*** Texto da página

Poucas mexidas no plantel
– Voltando aos assuntos relacionados com o Benfica. Já houve claros indícios de desentendimentos entre os jogadores. Argel zangou-se com Porfírio e Armando. Foi público o desaguisado entre o João Manuel Pinto e Zahovic e observa-se, por vezes, o próprio Zahovic a protestar em pleno relvado com os companheiros. Por exemplo, com Caneira, em Guimarães, e com Armando, nos Açores. Há mau ambiente no balneário?
– Todos querem ganhar e dar o máximo. Em todas as equipas há um, dois ou três jogadores com uma maneira de estar muito própria. Eu, por exemplo, falo muito. Por vezes, é absolutamente necessário dialogar, comunicar, corrigir. Falar é ajudar, é evitar que se repitam erros. Cada um tem o seu temperamento. Eu sou amigo do Za (Zahovic). Trata-se de um jogador muito experiente, que já actuou em grandes clubes europeus. Ele tenta ajudar. Pelo que li, houve problemas no balneário do Benfica em anos anteriores. Esta época isso não aconteceu. Os srs. Manuel Vilarinho e Luís Filipe Vieira estão a gerir muito bem o clube. O grupo é forte, unido e espero que não haja mudanças significativas na próxima temporada. Sou benfiquista e acompanho as notícias do clube. Quando entram 15 elementos e saem outros tantos no final da cada época, como aconteceu nos últimos anos, torna-se complicado desenvolver um trabalho em profundidade. No próximo ano apenas necessitamos da ajuda de um ou dois jogadores.

******

**O que fazer:**
Prossiga a entrevista sobre o Benfica a partir do ponto em que termina. Os registos apresentados a seguir constituem material independente do texto.

*** Conjunto de dados

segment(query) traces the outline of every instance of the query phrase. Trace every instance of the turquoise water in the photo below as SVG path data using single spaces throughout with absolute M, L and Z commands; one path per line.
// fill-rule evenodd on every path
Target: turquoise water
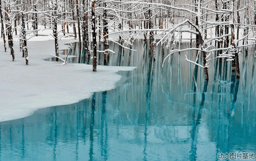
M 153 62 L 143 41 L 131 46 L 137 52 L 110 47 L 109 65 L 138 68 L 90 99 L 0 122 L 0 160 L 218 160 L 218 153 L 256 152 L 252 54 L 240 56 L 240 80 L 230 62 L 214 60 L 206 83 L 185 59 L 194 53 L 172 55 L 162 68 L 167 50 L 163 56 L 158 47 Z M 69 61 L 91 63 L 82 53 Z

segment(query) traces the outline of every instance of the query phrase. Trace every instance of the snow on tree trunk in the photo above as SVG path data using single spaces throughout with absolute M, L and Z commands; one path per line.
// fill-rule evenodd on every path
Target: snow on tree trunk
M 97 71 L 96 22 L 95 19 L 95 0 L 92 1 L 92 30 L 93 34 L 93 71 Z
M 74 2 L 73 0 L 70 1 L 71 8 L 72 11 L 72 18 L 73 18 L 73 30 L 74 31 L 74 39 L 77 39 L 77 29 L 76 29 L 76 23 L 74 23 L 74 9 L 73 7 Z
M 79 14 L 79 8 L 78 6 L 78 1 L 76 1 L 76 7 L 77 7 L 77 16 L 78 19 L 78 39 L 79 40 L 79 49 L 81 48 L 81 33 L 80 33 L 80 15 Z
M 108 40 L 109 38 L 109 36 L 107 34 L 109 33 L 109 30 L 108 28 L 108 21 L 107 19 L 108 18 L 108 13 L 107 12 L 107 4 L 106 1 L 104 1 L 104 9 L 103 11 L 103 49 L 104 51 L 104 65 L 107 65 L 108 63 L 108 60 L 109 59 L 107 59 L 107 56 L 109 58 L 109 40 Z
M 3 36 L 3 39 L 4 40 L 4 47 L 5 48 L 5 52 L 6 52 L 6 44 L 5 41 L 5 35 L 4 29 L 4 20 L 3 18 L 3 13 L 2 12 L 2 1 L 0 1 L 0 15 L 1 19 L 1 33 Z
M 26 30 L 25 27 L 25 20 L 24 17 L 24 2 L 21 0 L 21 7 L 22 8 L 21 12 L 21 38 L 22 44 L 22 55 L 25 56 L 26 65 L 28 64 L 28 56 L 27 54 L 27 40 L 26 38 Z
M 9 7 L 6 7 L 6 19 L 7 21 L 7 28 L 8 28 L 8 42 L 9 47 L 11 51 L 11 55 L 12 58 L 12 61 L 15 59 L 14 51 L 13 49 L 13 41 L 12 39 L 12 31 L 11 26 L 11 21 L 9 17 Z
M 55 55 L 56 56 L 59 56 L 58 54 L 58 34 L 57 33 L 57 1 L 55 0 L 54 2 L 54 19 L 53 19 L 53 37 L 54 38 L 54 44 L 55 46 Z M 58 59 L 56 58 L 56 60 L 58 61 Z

******
*** Conjunto de dados

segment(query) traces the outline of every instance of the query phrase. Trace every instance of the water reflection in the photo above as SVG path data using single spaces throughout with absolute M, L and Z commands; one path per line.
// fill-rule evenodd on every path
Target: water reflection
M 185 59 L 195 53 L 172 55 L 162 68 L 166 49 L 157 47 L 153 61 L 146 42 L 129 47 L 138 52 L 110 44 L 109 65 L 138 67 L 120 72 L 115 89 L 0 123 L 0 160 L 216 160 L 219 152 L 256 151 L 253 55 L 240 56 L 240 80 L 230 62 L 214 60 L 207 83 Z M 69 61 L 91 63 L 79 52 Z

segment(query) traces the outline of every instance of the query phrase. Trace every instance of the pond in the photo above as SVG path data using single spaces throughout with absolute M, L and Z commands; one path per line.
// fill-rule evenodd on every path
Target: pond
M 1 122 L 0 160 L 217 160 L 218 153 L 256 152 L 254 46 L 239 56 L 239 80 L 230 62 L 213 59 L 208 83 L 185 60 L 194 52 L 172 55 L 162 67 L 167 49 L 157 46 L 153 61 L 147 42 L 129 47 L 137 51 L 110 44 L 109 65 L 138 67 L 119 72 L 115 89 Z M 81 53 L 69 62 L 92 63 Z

******
*** Conjunto de dados

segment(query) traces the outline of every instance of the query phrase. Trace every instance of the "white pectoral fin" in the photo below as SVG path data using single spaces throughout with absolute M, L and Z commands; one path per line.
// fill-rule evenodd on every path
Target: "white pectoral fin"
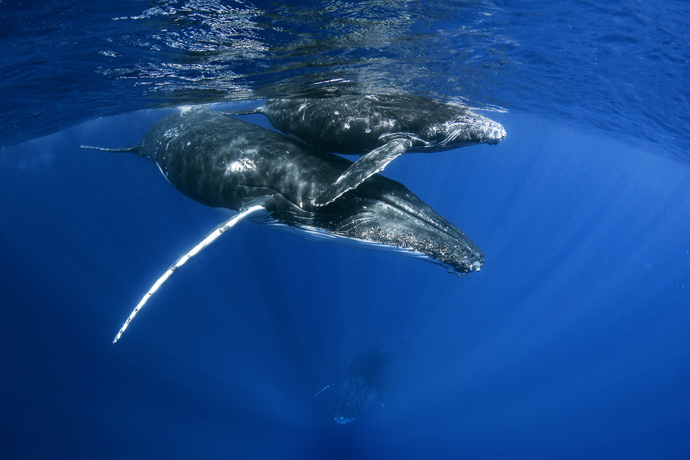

******

**Resposta:**
Do emprego na construção civil à titularidade no Benfica
– Começou a época como suplente, face à natural aposta na dupla formada por Argel e Júlio César. Mas conquistou a titularidade, logo de início, e não mais a perdeu. Esperava vingar no Benfica de forma tão inequívoca?
– Sou um lutador e já passei muito na vida. Ir para o Benfica foi uma alegria enorme. É o meu clube do coração, uma instituição muito grande. Pensei que não seria possível lá chegar. Fiquei muito orgulhoso e esforcei-me por esquecer as mágoas sentidas no FC Porto. Sabia que não era fácil chegar à titularidade. Nas Antas, passara a última época na equipa B e, na temporada anterior, quase não tinha sido utilizado. Sem ritmo nem confiança, muito dificilmente poderia lutar com o Argel, que tinha sido contratado ao Palmeiras, e com o Júlio César, jogador de renome que ainda mantém vínculo contratual com o Real Madrid, um dos principais clubes da Europa.
– Mas conseguiu...
– Sim, tive de trabalhar muito. De ganhar ritmo e confiança para poder dar o máximo quando a oportunidade surgisse. Nunca deixei de trabalhar. Fi-lo até aos limites. É que, como disse, já passei por muitas coisas na vida...
– Que coisas foram essas que refere com algum orgulho?
– Não fui um bom aluno. Não prestava qualquer atenção nem dava importância à escola. Em miúdo, já só pensava em futebol. A certa altura, já não fazia sentido que o meu pai estivesse a pagar-me os estudos e eu a faltar constantemente às aulas. Fui trabalhar com ele para a construção civil. Tinha 16 anos. O meu pai é carpinteiro. Faz autênticas obras de arte. Algumas delas tenho mesmo lá em casa. São lindas. No entanto, não ambicionava seguir essa profissão. Era novo e não me adaptava à dureza do trabalho. A construção civil é mesmo uma actividade muito dura.
– Tentou o futebol...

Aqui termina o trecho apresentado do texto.